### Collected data

_ _ _ _ _

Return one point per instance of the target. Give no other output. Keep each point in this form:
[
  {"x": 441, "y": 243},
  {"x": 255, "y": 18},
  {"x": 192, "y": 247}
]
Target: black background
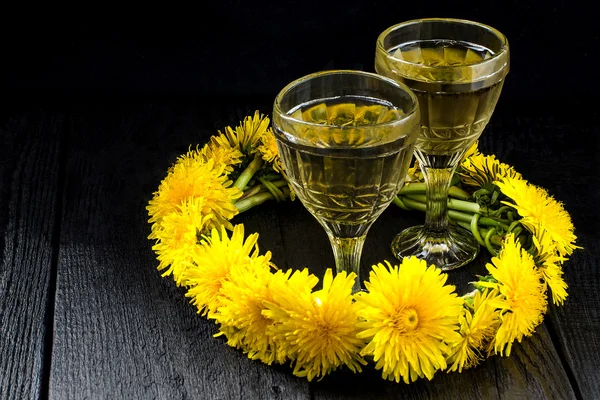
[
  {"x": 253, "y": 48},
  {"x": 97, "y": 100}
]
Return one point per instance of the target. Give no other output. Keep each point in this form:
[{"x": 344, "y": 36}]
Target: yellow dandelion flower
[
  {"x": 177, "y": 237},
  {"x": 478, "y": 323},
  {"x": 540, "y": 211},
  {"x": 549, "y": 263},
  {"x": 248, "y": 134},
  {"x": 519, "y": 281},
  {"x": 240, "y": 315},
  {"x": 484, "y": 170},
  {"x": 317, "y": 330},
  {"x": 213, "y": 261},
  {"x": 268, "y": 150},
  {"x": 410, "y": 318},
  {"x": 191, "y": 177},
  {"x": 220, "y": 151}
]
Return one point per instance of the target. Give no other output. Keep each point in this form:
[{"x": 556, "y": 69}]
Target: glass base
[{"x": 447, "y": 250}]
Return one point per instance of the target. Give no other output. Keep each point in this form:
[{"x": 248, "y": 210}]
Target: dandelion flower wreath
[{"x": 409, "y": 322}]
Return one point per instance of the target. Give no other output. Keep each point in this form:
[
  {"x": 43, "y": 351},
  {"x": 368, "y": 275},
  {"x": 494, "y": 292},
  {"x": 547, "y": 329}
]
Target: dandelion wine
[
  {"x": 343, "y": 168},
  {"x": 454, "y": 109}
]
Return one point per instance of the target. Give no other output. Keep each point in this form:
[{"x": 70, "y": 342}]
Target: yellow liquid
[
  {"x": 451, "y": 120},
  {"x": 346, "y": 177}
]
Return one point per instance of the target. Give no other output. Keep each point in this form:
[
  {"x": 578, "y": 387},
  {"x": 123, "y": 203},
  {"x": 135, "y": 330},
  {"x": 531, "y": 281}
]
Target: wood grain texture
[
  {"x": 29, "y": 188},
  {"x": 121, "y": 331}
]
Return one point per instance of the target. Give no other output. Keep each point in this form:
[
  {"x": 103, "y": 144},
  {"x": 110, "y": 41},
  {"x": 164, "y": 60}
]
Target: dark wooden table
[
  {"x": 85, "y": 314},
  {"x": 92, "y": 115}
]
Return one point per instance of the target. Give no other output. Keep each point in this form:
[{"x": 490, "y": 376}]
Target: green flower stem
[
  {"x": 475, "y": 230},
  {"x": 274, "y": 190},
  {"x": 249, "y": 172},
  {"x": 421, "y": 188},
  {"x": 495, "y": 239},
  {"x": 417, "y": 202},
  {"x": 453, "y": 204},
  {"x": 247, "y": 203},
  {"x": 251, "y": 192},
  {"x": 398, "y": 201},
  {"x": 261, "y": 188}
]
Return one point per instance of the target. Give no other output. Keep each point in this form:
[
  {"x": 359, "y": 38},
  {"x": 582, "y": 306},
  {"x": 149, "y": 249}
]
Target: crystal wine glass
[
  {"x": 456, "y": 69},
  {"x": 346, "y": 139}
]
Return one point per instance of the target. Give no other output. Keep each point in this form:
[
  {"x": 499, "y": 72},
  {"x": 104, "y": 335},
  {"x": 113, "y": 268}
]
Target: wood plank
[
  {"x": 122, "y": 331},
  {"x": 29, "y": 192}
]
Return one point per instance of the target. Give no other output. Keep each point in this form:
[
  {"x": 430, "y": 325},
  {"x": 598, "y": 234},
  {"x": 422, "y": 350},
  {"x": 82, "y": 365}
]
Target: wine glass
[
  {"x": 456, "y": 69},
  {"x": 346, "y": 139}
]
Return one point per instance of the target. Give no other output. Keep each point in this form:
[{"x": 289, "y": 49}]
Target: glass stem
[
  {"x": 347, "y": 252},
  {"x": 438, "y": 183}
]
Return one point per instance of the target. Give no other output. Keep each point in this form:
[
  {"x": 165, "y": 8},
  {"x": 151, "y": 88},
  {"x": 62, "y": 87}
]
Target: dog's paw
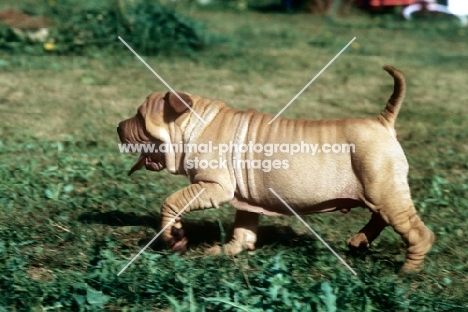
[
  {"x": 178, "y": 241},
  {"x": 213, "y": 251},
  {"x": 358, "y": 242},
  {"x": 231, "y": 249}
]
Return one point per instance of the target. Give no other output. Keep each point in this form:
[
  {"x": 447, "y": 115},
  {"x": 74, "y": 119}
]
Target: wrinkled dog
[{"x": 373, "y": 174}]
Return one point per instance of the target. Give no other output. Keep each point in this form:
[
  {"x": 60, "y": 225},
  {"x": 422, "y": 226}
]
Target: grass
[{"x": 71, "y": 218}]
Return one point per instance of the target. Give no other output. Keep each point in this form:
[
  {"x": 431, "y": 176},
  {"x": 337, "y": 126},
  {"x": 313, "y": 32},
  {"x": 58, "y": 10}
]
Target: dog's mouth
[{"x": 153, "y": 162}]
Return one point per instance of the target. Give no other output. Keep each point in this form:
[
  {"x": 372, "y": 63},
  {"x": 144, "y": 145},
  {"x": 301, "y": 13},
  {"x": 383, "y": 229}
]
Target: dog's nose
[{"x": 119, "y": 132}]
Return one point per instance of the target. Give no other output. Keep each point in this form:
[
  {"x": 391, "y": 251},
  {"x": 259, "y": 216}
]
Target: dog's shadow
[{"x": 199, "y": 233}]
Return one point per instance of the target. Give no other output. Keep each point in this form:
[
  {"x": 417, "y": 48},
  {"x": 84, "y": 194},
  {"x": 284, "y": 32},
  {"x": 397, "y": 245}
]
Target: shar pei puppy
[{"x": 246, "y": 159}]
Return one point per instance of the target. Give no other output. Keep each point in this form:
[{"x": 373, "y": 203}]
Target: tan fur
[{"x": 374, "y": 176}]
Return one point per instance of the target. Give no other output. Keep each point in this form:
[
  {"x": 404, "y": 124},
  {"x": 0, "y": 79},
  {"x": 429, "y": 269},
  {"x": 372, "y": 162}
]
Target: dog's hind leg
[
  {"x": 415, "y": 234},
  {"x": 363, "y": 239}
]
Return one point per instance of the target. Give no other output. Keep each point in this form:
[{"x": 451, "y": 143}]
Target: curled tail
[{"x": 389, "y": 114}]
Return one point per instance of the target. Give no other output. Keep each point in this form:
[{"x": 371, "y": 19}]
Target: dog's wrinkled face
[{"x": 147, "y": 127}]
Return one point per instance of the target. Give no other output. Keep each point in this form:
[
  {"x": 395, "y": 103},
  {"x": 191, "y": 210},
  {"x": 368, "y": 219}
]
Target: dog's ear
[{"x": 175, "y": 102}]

_ _ _ _ _

Omit the pictures and reproduce the listing exactly.

Return one point per instance of the target. Give no other output. Keep each point in this form:
[
  {"x": 441, "y": 243},
  {"x": 255, "y": 18},
  {"x": 192, "y": 247}
]
Target: black background
[
  {"x": 253, "y": 48},
  {"x": 97, "y": 100}
]
Return one point per instance of the target. Give no other output. Keep each point in this form:
[{"x": 344, "y": 36}]
Target: yellow dandelion flower
[
  {"x": 177, "y": 237},
  {"x": 478, "y": 323},
  {"x": 540, "y": 211},
  {"x": 549, "y": 263},
  {"x": 248, "y": 134},
  {"x": 519, "y": 281},
  {"x": 240, "y": 315},
  {"x": 484, "y": 170},
  {"x": 317, "y": 330},
  {"x": 213, "y": 261},
  {"x": 268, "y": 150},
  {"x": 410, "y": 318},
  {"x": 191, "y": 177},
  {"x": 220, "y": 151}
]
Return one point per instance of the target. Give no other output. Keep each point in this form:
[{"x": 556, "y": 69}]
Target: glass base
[{"x": 447, "y": 250}]
Return one point per instance of the target. Give no other output. Keep each point in this form:
[{"x": 248, "y": 210}]
Target: dandelion flower wreath
[{"x": 409, "y": 322}]
Return one point per instance of the target. Give no other output. Keep each point in this form:
[
  {"x": 43, "y": 351},
  {"x": 368, "y": 275},
  {"x": 494, "y": 292},
  {"x": 547, "y": 329}
]
Target: dandelion wine
[
  {"x": 343, "y": 168},
  {"x": 454, "y": 109}
]
Return one point per instance of the target. Give no other output. Keep each point in this form:
[{"x": 70, "y": 342}]
Target: yellow liquid
[
  {"x": 451, "y": 120},
  {"x": 346, "y": 177}
]
Return one point per instance of the target. Give no other output. Keep each point in this form:
[
  {"x": 578, "y": 387},
  {"x": 123, "y": 203},
  {"x": 135, "y": 330},
  {"x": 531, "y": 281}
]
Target: wood grain texture
[
  {"x": 29, "y": 188},
  {"x": 121, "y": 331}
]
Return one point per instance of the target. Give no other output. Keep each point in this form:
[
  {"x": 103, "y": 144},
  {"x": 110, "y": 41},
  {"x": 164, "y": 60}
]
Target: dark wooden table
[
  {"x": 85, "y": 314},
  {"x": 92, "y": 115}
]
Return one point per instance of the target. Give no other output. Keep each point in this form:
[{"x": 490, "y": 376}]
Target: green flower stem
[
  {"x": 475, "y": 230},
  {"x": 274, "y": 190},
  {"x": 249, "y": 172},
  {"x": 421, "y": 188},
  {"x": 495, "y": 239},
  {"x": 417, "y": 202},
  {"x": 453, "y": 204},
  {"x": 247, "y": 203},
  {"x": 251, "y": 192},
  {"x": 398, "y": 201},
  {"x": 261, "y": 188}
]
Return one point per instance of the target. Give no other output. Keep each point in this form:
[
  {"x": 359, "y": 38},
  {"x": 582, "y": 306},
  {"x": 149, "y": 249}
]
Target: crystal wine glass
[
  {"x": 456, "y": 69},
  {"x": 346, "y": 139}
]
Return one point per instance of the target. Give no other output. Keep each point in this form:
[
  {"x": 499, "y": 72},
  {"x": 104, "y": 335},
  {"x": 113, "y": 268}
]
Target: wood plank
[
  {"x": 122, "y": 331},
  {"x": 29, "y": 192}
]
Return one point per instance of the target. Give no other output. Keep each point in this form:
[
  {"x": 430, "y": 325},
  {"x": 598, "y": 234},
  {"x": 422, "y": 350},
  {"x": 82, "y": 365}
]
Target: wine glass
[
  {"x": 456, "y": 69},
  {"x": 346, "y": 139}
]
Return one point per instance of the target. Give no other output. Keep each point in this form:
[{"x": 289, "y": 49}]
Target: glass stem
[
  {"x": 347, "y": 252},
  {"x": 438, "y": 183}
]
Return one point per instance of the target. Give no other output. Keep each point in this form:
[
  {"x": 165, "y": 8},
  {"x": 151, "y": 88},
  {"x": 62, "y": 87}
]
Target: dog's paw
[
  {"x": 178, "y": 241},
  {"x": 213, "y": 251},
  {"x": 358, "y": 242},
  {"x": 231, "y": 249}
]
Return one point per instance of the target. Give no other output. Keep each point in this form:
[
  {"x": 447, "y": 115},
  {"x": 74, "y": 119}
]
Target: wrinkled dog
[{"x": 373, "y": 174}]
Return one point per instance of the target. Give no other output. Keep each point in this form:
[
  {"x": 60, "y": 225},
  {"x": 422, "y": 226}
]
Target: grass
[{"x": 71, "y": 218}]
Return one point per instance of the target. Give no other output. Keep each point in this form:
[
  {"x": 431, "y": 176},
  {"x": 337, "y": 126},
  {"x": 313, "y": 32},
  {"x": 58, "y": 10}
]
Target: dog's mouth
[{"x": 153, "y": 162}]
Return one point per instance of the target. Give no other output. Keep each point in this form:
[
  {"x": 372, "y": 63},
  {"x": 144, "y": 145},
  {"x": 301, "y": 13},
  {"x": 383, "y": 229}
]
Target: dog's nose
[{"x": 119, "y": 132}]
Return one point per instance of the target. Give no other output. Keep each point in this form:
[
  {"x": 391, "y": 251},
  {"x": 259, "y": 216}
]
Target: dog's shadow
[{"x": 199, "y": 233}]
Return one point per instance of the target. Give no other output. Keep each point in this form:
[
  {"x": 417, "y": 48},
  {"x": 84, "y": 194},
  {"x": 284, "y": 32},
  {"x": 397, "y": 245}
]
Target: shar pei puppy
[{"x": 246, "y": 159}]
Return one point per instance of the target. Give no other output. Keep each point in this form:
[{"x": 373, "y": 203}]
Target: tan fur
[{"x": 374, "y": 176}]
Return one point per instance of the target. Give no other output. Keep each point in this form:
[
  {"x": 404, "y": 124},
  {"x": 0, "y": 79},
  {"x": 429, "y": 269},
  {"x": 372, "y": 162}
]
Target: dog's hind leg
[
  {"x": 415, "y": 234},
  {"x": 363, "y": 239}
]
Return one point per instance of the target. Give no other output. Keep each point in this form:
[{"x": 451, "y": 143}]
Target: curled tail
[{"x": 389, "y": 114}]
Return one point per instance of the target. Give no other output. Keep each point in this form:
[{"x": 371, "y": 19}]
Target: dog's wrinkled face
[{"x": 147, "y": 127}]
Return one point per instance of the target. Give no other output. Keep each point in this form:
[
  {"x": 395, "y": 103},
  {"x": 191, "y": 210},
  {"x": 368, "y": 219}
]
Target: dog's ear
[{"x": 175, "y": 102}]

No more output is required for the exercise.